Given records:
>>>

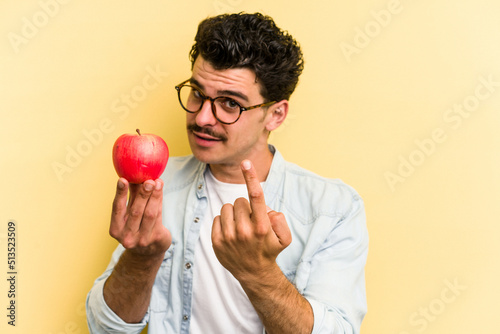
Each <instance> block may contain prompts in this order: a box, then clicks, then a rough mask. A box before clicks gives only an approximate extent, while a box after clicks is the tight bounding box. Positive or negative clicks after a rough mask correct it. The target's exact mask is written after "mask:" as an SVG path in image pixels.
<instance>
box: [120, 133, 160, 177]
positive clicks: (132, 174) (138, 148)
mask: <svg viewBox="0 0 500 334" xmlns="http://www.w3.org/2000/svg"><path fill="white" fill-rule="evenodd" d="M136 131H137V134H124V135H121V136H120V137H118V139H117V140H116V142H115V144H114V145H113V165H114V166H115V170H116V173H117V174H118V176H120V177H124V178H125V179H127V181H128V182H130V183H143V182H144V181H146V180H156V179H157V178H159V177H160V175H161V174H162V173H163V171H164V170H165V167H166V166H167V161H168V146H167V144H166V143H165V141H164V140H163V139H162V138H161V137H159V136H157V135H154V134H146V133H145V134H141V132H140V131H139V129H137V130H136Z"/></svg>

<<<

Return the listing verbatim, pictures omitted.

Completed task:
Each <instance> block may contain prompts in this order: a box, then clicks, then a rough mask. A box before clicks gives only an approximate extent, while a box after clicks is the tight bounding box. Positive or negative clicks after a rough mask correct it. The target's exact mask is written after "mask:" as an SVG path in image pixels.
<instance>
box: [120, 133, 160, 177]
positive clicks: (132, 174) (138, 148)
mask: <svg viewBox="0 0 500 334" xmlns="http://www.w3.org/2000/svg"><path fill="white" fill-rule="evenodd" d="M136 131H137V134H124V135H121V136H120V137H118V139H117V140H116V142H115V144H114V145H113V165H114V166H115V170H116V173H117V174H118V176H120V177H124V178H125V179H127V181H128V182H130V183H143V182H144V181H146V180H156V179H157V178H159V177H160V175H161V174H162V173H163V171H164V170H165V167H166V166H167V161H168V146H167V144H166V143H165V141H164V140H163V139H162V138H161V137H159V136H157V135H154V134H146V133H145V134H141V132H140V131H139V129H137V130H136Z"/></svg>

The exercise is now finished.